Article →
Researcher Julie Donner led a Berlin-based team in a study to determine how cities are addressing the issue of urban heat hazards. While most EU development projects are legally bound by climate change legislation, her team asked if the extant climate action plans were more focused on mitigation (the reduction of greenhouse gases) or adaption (implementing measures such as increasing urban vegetation or open spaces).

Donner’s team selected twenty-four of Germany’s most densely populated cities and evaluated their climate plans. The team found that though climate is at the forefront of all the plans, the suggestions and action points tend to focus on carbon emissions and mitigation, with less attention given to heat and adaptation. Adaptation strategies such as upgrading housing insulation make few appearances in the plans. On the other hand, seventeen cities recognize the importance of “fresh air corridors that safeguard an air exchange between cooler air from the outskirt areas and the warmer urban air.” This positive is unfortunately counterbalanced by the low number (eight) of plans that consider adaption strategies such as albedo enhancement (increasing light-colored surfaces and reflectivity). Natural and synthetic updates in this area could keep homes—and people—cooler without requiring additional air conditioning.

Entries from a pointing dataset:
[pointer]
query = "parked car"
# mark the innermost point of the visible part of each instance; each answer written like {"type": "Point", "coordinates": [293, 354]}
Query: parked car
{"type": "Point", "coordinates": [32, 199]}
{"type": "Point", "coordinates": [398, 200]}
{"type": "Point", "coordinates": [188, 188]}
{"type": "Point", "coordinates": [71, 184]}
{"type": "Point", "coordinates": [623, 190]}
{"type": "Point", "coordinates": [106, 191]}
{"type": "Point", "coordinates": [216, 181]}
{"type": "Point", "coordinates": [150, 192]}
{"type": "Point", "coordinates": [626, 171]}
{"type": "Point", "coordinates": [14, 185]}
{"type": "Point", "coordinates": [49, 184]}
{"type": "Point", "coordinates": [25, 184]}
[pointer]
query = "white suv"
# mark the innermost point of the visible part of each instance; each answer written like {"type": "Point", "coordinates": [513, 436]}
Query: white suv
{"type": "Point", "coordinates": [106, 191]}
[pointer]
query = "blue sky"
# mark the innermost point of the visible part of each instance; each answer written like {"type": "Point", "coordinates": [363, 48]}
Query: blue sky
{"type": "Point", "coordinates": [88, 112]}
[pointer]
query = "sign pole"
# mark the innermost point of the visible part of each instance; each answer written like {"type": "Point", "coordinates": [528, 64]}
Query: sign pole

Required actions →
1) Change every "innermost" in the pointing dataset entries to "most central", and keep everything else in those entries the same.
2) Go on with the passage about heat planning in German cities, picking up right after its last sentence.
The text and the entries were taken from separate sources.

Task responses →
1)
[pointer]
query = "parked car"
# mark the most central point of the visible part of each instance; each answer written like {"type": "Point", "coordinates": [293, 354]}
Query: parked car
{"type": "Point", "coordinates": [32, 199]}
{"type": "Point", "coordinates": [398, 200]}
{"type": "Point", "coordinates": [188, 188]}
{"type": "Point", "coordinates": [71, 184]}
{"type": "Point", "coordinates": [623, 190]}
{"type": "Point", "coordinates": [106, 191]}
{"type": "Point", "coordinates": [216, 181]}
{"type": "Point", "coordinates": [150, 192]}
{"type": "Point", "coordinates": [626, 171]}
{"type": "Point", "coordinates": [14, 185]}
{"type": "Point", "coordinates": [49, 184]}
{"type": "Point", "coordinates": [25, 184]}
[pointer]
query = "white suv"
# mark the most central point of the visible part of each instance; each answer written like {"type": "Point", "coordinates": [513, 436]}
Query: white suv
{"type": "Point", "coordinates": [106, 191]}
[pointer]
query = "blue sky"
# mark the most central point of the visible part of each instance; each answer written like {"type": "Point", "coordinates": [363, 48]}
Query: blue sky
{"type": "Point", "coordinates": [88, 112]}
[pointer]
query = "sign pole"
# mark the most central point of the visible part of each instance; each answer written like {"type": "Point", "coordinates": [528, 64]}
Query: sign pole

2)
There’s still a reliance on traditional cooling systems, but “the issue with air conditioning is that it would in turn lead to increased energy demands which is dependent upon the energy mix to additional emissions and thus gives a potential rise in temperature.” Donner suggests instead the “greener” alternatives of restoring or creating bodies of water, which deliver a cooling effect due to evaporation, along with surface unsealing (the removal of asphalt and concrete) to “reduce heat accumulation and increase surface percolation.” However, fewer than half of the plans respond to research that indicates that unsealing “can provide greater benefits to urban climate than CO2 reductions.”

Many of the cities studied look to open spaces to mitigate heat hazards. Natural updates such as green spaces can add shade, provide clean air, and minimize pavement which absorbs heat.

Public transportation upgrades, though costly, have many long-term mitigation and adaptation benefits. Driving leads to traffic jams that impact air quality and contribute to warmer global temperatures. Fortunately, most of the cities included in the study are already planning efficient and sustainable public transportation. Some, including Frankfurt, are also analyzing traffic to determine whether heat waves themselves lead to certain diurnal traffic patterns. “Providing public transport shelters offering shade and lower temperatures” are also proposed to help manage the urban heat burden.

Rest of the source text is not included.